◆ WHAT IS BEING ASKED
In every one of the records below, change "stainless steel" to "brushed steel" and leave everything else the same.

◆ INPUT MATERIAL
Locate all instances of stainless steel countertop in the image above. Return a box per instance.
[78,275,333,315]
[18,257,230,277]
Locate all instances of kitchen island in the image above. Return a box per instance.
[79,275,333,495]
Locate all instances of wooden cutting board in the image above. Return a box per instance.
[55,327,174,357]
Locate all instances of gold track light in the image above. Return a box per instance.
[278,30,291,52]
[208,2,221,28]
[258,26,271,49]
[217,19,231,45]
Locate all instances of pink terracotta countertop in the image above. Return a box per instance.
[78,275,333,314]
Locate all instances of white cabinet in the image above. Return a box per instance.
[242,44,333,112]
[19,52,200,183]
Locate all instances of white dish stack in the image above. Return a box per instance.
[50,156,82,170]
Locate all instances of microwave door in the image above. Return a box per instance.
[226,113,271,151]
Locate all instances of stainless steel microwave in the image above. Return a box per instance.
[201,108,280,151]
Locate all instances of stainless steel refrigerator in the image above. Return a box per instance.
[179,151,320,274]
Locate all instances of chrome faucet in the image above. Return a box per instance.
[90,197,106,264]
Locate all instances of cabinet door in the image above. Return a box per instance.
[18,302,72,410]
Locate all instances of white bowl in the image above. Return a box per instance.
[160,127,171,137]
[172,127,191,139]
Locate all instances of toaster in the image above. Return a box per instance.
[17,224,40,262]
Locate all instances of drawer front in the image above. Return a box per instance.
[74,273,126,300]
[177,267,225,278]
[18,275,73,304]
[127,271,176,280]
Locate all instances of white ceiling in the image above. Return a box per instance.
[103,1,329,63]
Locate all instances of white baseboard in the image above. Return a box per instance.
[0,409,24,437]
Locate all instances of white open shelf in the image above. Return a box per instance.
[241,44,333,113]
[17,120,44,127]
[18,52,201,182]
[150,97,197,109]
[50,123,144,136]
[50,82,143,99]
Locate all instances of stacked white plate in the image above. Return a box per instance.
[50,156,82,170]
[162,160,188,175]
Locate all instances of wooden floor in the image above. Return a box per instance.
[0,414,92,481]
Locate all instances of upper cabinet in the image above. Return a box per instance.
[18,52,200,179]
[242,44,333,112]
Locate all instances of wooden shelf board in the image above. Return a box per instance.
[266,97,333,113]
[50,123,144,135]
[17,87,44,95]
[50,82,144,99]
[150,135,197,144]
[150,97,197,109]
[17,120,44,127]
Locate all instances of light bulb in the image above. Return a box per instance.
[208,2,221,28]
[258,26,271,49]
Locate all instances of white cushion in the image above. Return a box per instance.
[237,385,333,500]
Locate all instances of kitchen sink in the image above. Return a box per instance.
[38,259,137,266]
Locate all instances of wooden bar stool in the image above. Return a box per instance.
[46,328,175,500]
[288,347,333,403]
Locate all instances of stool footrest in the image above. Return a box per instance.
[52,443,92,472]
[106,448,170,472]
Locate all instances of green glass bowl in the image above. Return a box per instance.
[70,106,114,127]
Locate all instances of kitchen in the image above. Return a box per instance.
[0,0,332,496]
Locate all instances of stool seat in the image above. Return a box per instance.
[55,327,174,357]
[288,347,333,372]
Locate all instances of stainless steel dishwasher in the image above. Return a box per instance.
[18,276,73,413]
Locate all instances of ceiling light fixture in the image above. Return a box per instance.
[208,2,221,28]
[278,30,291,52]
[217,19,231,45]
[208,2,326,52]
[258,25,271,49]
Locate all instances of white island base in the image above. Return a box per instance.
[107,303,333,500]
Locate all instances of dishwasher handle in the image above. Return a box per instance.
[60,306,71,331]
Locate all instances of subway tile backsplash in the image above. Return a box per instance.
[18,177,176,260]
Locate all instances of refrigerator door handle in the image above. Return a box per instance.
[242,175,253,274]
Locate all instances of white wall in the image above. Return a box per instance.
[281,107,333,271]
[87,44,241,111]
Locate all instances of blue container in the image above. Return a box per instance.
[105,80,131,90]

◆ ANSWER TO THE PROBLEM
Locate all instances of brushed steel countertop in the image above. Return a box per instance.
[78,275,333,315]
[18,257,230,277]
Locate all instances of kitchen island in the image above. Return a box per instance.
[79,275,333,495]
Locate all instances of wooden cutting board in the image above. Return a box per instance.
[55,327,174,357]
Locate all instances of gold track light in the image above. Return a box per instance.
[278,30,291,52]
[208,2,221,28]
[258,26,271,49]
[217,19,231,45]
Locate all instances of pink terracotta countertop in the image above. Return a box per instance.
[78,275,333,314]
Locate all instances of white cabinet in the image above. Return a box per instance.
[242,44,333,112]
[19,52,200,183]
Locate all instances of white dish stack in the image above. Return a box per instance.
[50,156,82,170]
Locate all instances of microwave door in the image above. Return a box per instance.
[226,113,271,151]
Locate all instances of brushed steel microwave in the image above. Return a box per instance.
[201,108,280,151]
Locate all instances of brushed steel refrigerator in the image above. Return a box per instance.
[179,151,320,274]
Locate all instances of chrome faucet in the image above. Return a box per instance.
[90,197,106,264]
Locate all instances of cabinet door in the image above. Return a box per instance.
[18,302,72,410]
Locate all instances of white bowl in the image above. Return a box per instance.
[160,127,171,137]
[172,127,191,139]
Locate all instances of toaster in the image above. Return a box per instance.
[17,224,40,262]
Locate all instances of drawer front in the image above. Return a box per instance.
[74,273,126,300]
[177,267,225,278]
[18,275,73,304]
[127,271,176,280]
Locate all instances of white ceiling in the image above. Return a box per instance.
[103,1,329,63]
Locate all instances of white baseboard in the image above. Return a box per instance.
[0,409,24,437]
Locate all instances of white open shelf in the image above. Return a box per instance.
[241,44,333,113]
[17,120,44,127]
[18,52,201,182]
[150,97,197,109]
[50,123,144,136]
[50,82,143,99]
Locate all instances of stacked white plate in the image above. Return a box per instance.
[50,156,82,170]
[162,160,188,175]
Locate all instances of wooden floor in the image above. Return a box per instance.
[0,414,92,481]
Locate all instances of upper cabinet in the image above. Return a box per instance.
[18,52,200,179]
[242,44,333,112]
Locate all instances of wooden shelf board in the image above. Return a box per instance.
[266,97,333,113]
[50,123,144,135]
[17,87,44,95]
[50,82,144,99]
[150,135,197,144]
[150,97,197,109]
[17,120,44,127]
Locate all instances of light bulb in the image above. Return a box per instance.
[208,2,221,28]
[258,26,271,49]
Locate all instances of white cushion in the image above. Return a box per instance.
[237,385,333,500]
Locate all instances of kitchen sink in the image above. Return a box per instance.
[38,259,137,266]
Locate all instances of wooden bar stool in the image above. Return a box per instance.
[46,328,175,500]
[288,347,333,403]
Locate all instances of stool footrest in the image above. Return a box per instance.
[52,443,92,472]
[106,448,170,472]
Locate all instances of green glass bowl in the image above. Return a box per instance.
[70,106,114,127]
Locate all instances of kitchen in the image above. Return a box per instance.
[0,0,332,496]
Locate all instances of stool seat in the image above. Return a box per instance.
[55,327,174,357]
[288,347,333,372]
Locate all instances of brushed steel dishwasher in the image above. Return a box per instance.
[18,276,73,413]
Locate all instances of ceiling light fixture in the image above. Return a box per instance.
[208,2,221,28]
[278,30,291,52]
[217,19,231,45]
[208,2,326,52]
[258,25,271,49]
Locate all instances of white island base in the image above. Return a box per instance.
[107,303,333,500]
Locate all instances of dishwasher handle in the image above. Return a box per instance.
[60,306,71,331]
Locate all instances of subway tile backsplash in the image above. Return a box per instance.
[18,177,176,260]
Locate all instances of refrigerator door handle in the image above. Return a box per instance.
[242,175,253,274]
Locate all instances of white wall in the image above. Return a box per instance.
[281,107,333,271]
[87,44,241,111]
Locate all instances of blue container in the image above. Return a box per instance.
[105,80,131,90]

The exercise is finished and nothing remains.